I'm still not satisfied with the response from DCU. I got the feeling
that they thought they were doing me a favor by defaulting overdrafts
to home equity rather than CRT. I'll say it again; I want option C
of defaulting to my savings and paying NO interest. I realize that
this may result in slightly less revenue for DCU, but I don't think
they want to get interest from people who unintentionally overdrafted.
For those who prefer this convenience, all well and good, but for
the rest of us, please give us the option of refusing it at the
time of closing. And this means pointing out this feature, not relying
upon the customer to figure it out for themself.
Does anyone else feel that paying 0% interest is better than 8%
or 16%? Maybe my viewpoint is a little slanted, but it seems fairly
reasonable to me.
|
101.27 | | SALEM::RIEU | Bill the Cat in '88 | Thu Jun 02 1988 13:19 | 4 |
| You can fefuse it by sending them a letter stating you want to
use your savings for overdraft. But, you can't do so unless you
know of their 'feature'.
Denny
|
101.28 | An open letter to DCU. | SALEM::ALIZIO | | Fri Jun 03 1988 09:41 | 55 |
|
An open letter to all DCU representatives and/or BOD members.
To whom it may concern:
By means of this letter I hereby solicit your input on the
subject note. Specifically, the heart of the matter centers around
the option listed on the back of the home equity loan agreement
that provides the capability of drawing on your line of credit by
intentionally writing an overdraft on your checking account. By
signing this agreement, the customer is making their line of credit
the first option in an overdraft situation. For those who choose
to avail themselves of this convenience, it's all well and good.
Those who don't can simply write a letter to DCU requesting that
the first overdraft default go against their savings. This is an
existing DCU policy.
My request is a small one, and doesn't involve either a policy
change or any alteration to the loan agreement form. Very simply,
I'd like to ask if your DCU representatives could point out this
option at the closing, before the loan agreement is signed. Then,
they should inform the customer that they have the option not to
have this form of default. I'm not sure if the customer would still
have to draft up a letter to decline this option, or whether a verbal
declaration during the closing would suffice. I'd leave that up to
your judgement as their may be legal implications to deal with.
Could you please address yourself to this issue as soon as
possible, and post your reply here?
Thank you.
Sincerely,
Paul Alizio
|
101.29 | My feedback on the overdraft issue | VOYAGE::JWHITTAKER | | Fri Jun 03 1988 14:05 | 20 |
| As in any business transaction, it is the responsibility of both
parties to ensure their interests are protected. By asking the
DCU to assume the responsibility of ensuring that the signee of
a business transaction of this type, the burdon is shifted from
both parties to a single party, namely the DCU, which I believe
is inappropriate. The agreement in question clearly indicates that
overdrafts will be covered by the equity line of credit. The DCU
has no meaninful way to ensure that any overdraft is either intentional
or the result of an error by the writer of the check. The burdon
of responsibility must be placed on the participating member to
notify the DCU in writing to first utilize savings to cover a
short-fall in his/her checking account, than look to the equity
line of credit as secondary source to cover the overdraft. I think
you are asking too much of the DCU to assume this responsibility,
and that an alternative method is available to the member to notify
them in writing of how each individual member wishes to have overdrafts
covered. You asked, so this is my opinion.

Task directions – Quote the discussion of DCU overdraft policy above, beginning at the words "For those who prefer" and stopping after "of their 'feature'.".

(Items from a dataset)
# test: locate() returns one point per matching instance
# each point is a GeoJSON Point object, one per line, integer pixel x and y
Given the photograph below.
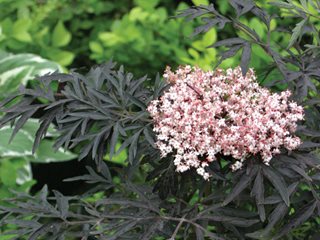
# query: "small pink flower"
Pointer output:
{"type": "Point", "coordinates": [208, 113]}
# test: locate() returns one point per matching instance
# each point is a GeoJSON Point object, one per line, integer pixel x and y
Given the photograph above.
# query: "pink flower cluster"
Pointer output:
{"type": "Point", "coordinates": [206, 113]}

Written solution –
For those who prefer this convenience, all well and good, but for
the rest of us, please give us the option of refusing it at the
time of closing. And this means pointing out this feature, not relying
upon the customer to figure it out for themself.
Does anyone else feel that paying 0% interest is better than 8%
or 16%? Maybe my viewpoint is a little slanted, but it seems fairly
reasonable to me.
|
101.27 | | SALEM::RIEU | Bill the Cat in '88 | Thu Jun 02 1988 13:19 | 4 |
| You can fefuse it by sending them a letter stating you want to
use your savings for overdraft. But, you can't do so unless you
know of their 'feature'.